- **Requirement**
Counting the line with "Target: striped shirt" as the last one, copy out the lines of the data exactly from the first onward.

- **Stored entries**
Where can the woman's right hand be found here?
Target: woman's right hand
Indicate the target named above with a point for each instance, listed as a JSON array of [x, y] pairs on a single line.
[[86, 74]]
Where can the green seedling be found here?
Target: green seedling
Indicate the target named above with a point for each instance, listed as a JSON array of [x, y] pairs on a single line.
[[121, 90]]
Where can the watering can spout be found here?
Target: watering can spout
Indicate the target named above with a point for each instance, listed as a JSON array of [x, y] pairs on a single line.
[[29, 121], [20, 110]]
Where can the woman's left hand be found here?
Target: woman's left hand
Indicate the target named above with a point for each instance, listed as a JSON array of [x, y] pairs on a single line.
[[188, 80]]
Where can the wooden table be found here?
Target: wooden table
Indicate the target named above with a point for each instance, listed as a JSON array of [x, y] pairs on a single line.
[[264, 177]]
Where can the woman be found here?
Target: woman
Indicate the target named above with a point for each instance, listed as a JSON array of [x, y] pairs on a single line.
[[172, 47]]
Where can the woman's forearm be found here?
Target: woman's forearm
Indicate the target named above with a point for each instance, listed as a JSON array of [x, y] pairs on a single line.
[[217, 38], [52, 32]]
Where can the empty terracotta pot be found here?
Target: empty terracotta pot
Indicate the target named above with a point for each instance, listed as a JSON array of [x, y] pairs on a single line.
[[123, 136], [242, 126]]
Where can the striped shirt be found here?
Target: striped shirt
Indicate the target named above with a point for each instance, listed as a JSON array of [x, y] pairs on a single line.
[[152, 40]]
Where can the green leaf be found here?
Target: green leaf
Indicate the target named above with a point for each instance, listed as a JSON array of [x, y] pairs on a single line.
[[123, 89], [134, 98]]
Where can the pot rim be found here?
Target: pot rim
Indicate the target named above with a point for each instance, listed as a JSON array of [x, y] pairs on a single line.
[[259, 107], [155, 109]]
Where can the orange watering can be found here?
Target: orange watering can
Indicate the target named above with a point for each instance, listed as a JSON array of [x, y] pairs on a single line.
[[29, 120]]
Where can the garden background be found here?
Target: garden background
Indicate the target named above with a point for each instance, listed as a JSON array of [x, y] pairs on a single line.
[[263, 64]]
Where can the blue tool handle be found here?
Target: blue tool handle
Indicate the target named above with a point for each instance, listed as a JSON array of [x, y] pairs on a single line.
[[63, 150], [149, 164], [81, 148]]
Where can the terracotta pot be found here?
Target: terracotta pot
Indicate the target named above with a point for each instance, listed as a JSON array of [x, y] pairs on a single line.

- **Response to this task**
Where can the woman's right hand be found here?
Target: woman's right hand
Indicate the target named above with a point for each instance, listed as a JSON array of [x, y] pairs on a single line.
[[86, 74]]
Where can the green seedling be found here?
Target: green seedling
Indicate the target named above with a point for each instance, listed as a JSON array of [x, y] pairs on a single line.
[[121, 90]]
Where can the watering can spout be found here?
Target: watering can spout
Indicate the target named above with a point for each instance, listed as a JSON array of [x, y] pairs on a single line.
[[29, 121], [20, 110]]
Where can the woman's left hand be found here?
Target: woman's left hand
Indicate the target named above with a point for each instance, listed as a JSON array of [x, y] pairs on a single line.
[[188, 80]]
Where can the wooden table be found here?
Target: wooden table
Indicate the target named above with a point for each instance, listed as a JSON array of [x, y] pairs on a single line.
[[264, 177]]
Where can the woman be found here?
Target: woman
Indicate the target named above with a point for each instance, listed as a JSON array of [x, y] pairs on a single line.
[[172, 47]]
Where can the woman's forearm be found here?
Target: woman's forearm
Indicate the target named above with a point for each instance, listed as a JSON array of [x, y] pairs on a single line.
[[217, 38], [52, 32]]
Where can the empty terracotta pot be found here?
Target: empty terracotta pot
Indicate the target named above with a point for each instance, listed as a JSON array of [x, y] pairs on a single line.
[[123, 136], [242, 126]]
Where can the striped shirt be found here?
Target: striped shirt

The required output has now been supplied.